_EXERCISE INSTRUCTIONS_. Copy out the entries below in full and exactly.

──────── SOURCE RECORDS

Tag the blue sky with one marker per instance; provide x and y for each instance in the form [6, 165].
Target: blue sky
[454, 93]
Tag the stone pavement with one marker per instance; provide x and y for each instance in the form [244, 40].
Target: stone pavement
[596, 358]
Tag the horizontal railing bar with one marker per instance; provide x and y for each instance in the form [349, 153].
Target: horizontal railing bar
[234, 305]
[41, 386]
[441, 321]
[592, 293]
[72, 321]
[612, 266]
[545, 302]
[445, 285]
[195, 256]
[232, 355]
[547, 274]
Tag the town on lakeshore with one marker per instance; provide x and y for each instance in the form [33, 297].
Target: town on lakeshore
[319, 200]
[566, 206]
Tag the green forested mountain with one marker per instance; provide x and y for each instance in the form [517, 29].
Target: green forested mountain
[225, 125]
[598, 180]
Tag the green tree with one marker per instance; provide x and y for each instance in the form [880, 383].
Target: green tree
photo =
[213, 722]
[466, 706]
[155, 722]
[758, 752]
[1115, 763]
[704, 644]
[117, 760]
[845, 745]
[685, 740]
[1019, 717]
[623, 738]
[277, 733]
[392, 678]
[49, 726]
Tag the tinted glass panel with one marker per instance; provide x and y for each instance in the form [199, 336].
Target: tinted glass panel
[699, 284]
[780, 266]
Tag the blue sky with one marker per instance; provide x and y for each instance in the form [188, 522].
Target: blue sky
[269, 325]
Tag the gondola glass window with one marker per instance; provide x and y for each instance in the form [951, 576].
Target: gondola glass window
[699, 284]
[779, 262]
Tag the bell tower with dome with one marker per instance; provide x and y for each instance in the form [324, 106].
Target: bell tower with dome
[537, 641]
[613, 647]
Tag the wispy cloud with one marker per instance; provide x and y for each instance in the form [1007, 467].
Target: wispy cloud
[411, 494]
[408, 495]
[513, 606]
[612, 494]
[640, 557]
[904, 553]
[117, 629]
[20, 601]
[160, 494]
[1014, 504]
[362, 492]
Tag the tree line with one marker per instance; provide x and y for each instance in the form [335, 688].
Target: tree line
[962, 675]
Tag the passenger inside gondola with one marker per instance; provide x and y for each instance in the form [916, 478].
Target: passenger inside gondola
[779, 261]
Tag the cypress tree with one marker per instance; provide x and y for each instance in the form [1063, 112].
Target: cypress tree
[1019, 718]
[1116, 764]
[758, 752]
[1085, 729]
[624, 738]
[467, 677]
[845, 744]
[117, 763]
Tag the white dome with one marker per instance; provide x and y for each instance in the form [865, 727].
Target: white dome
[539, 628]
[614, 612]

────────────────

_RESULT FOR THIS EXERCISE_.
Tag the blue sky with one marker per instance; provide x and y for each instance in the form [6, 165].
Target: blue sky
[454, 93]
Tag the stone pavement with one marker per instance; provide x and y for each instance in the form [244, 40].
Target: stone pavement
[596, 358]
Tag the horizontal railing bar with one marker per instance; provide x and y for each instance in the form [349, 153].
Target: horizontal railing bar
[234, 305]
[41, 386]
[441, 321]
[592, 293]
[72, 321]
[612, 266]
[545, 302]
[445, 285]
[195, 256]
[232, 355]
[547, 274]
Tag the town on lakeshore with one marker per instance; provide x and y for each instance in the form [33, 297].
Target: town on lakeshore
[319, 200]
[566, 206]
Tag the green forested mountain with one marker per instance; provide x and y for each instance in the form [517, 29].
Target: green forested mountain
[225, 125]
[598, 180]
Tag the green tree with one marker per instance; provide x and y for each instance in the form [880, 383].
Target: green tree
photo =
[213, 722]
[466, 706]
[155, 722]
[758, 752]
[1115, 763]
[704, 644]
[117, 760]
[845, 745]
[685, 740]
[1019, 717]
[623, 738]
[277, 733]
[392, 678]
[49, 726]
Tag the tinted glass panel with one marker per instance; provide x and y for each instance in the form [199, 336].
Target: tinted glass panel
[699, 284]
[780, 266]
Tag the blue sky with one marker per instance; provide x and y for each instance in the form [188, 522].
Target: blue sky
[269, 325]
Tag the gondola glass window with one marker per instance; provide x and y for each instance in the form [951, 576].
Target: gondola glass window
[699, 284]
[779, 262]
Tag the bell tower with dome with one marker per instance; provide x and y for each instance in the form [324, 106].
Target: bell tower with dome
[537, 641]
[613, 647]
Tag the wispy cloud with one marker per instance; provide x and y for each instance in the form [1007, 467].
Target: wispy cloud
[411, 494]
[408, 495]
[513, 606]
[612, 494]
[640, 557]
[904, 553]
[117, 629]
[20, 601]
[160, 494]
[1014, 504]
[362, 492]
Tag the tree line with one marker per instance; provide x and y for each instance in the form [335, 688].
Target: tree line
[962, 675]
Tag the passenger inside gondola with one marker per instance; provide x and y for each instance in the form [916, 478].
Target: passenger inside gondola
[779, 261]
Tag the cypress tree with one marker per instance; provide x and y for each instance in the form [1063, 112].
Target: cypress tree
[1019, 718]
[1116, 764]
[758, 752]
[1085, 729]
[624, 738]
[467, 677]
[845, 744]
[117, 763]
Tag the white dome with one marker per instance; provide x and y for each instance in the form [865, 727].
Target: white dome
[539, 628]
[614, 612]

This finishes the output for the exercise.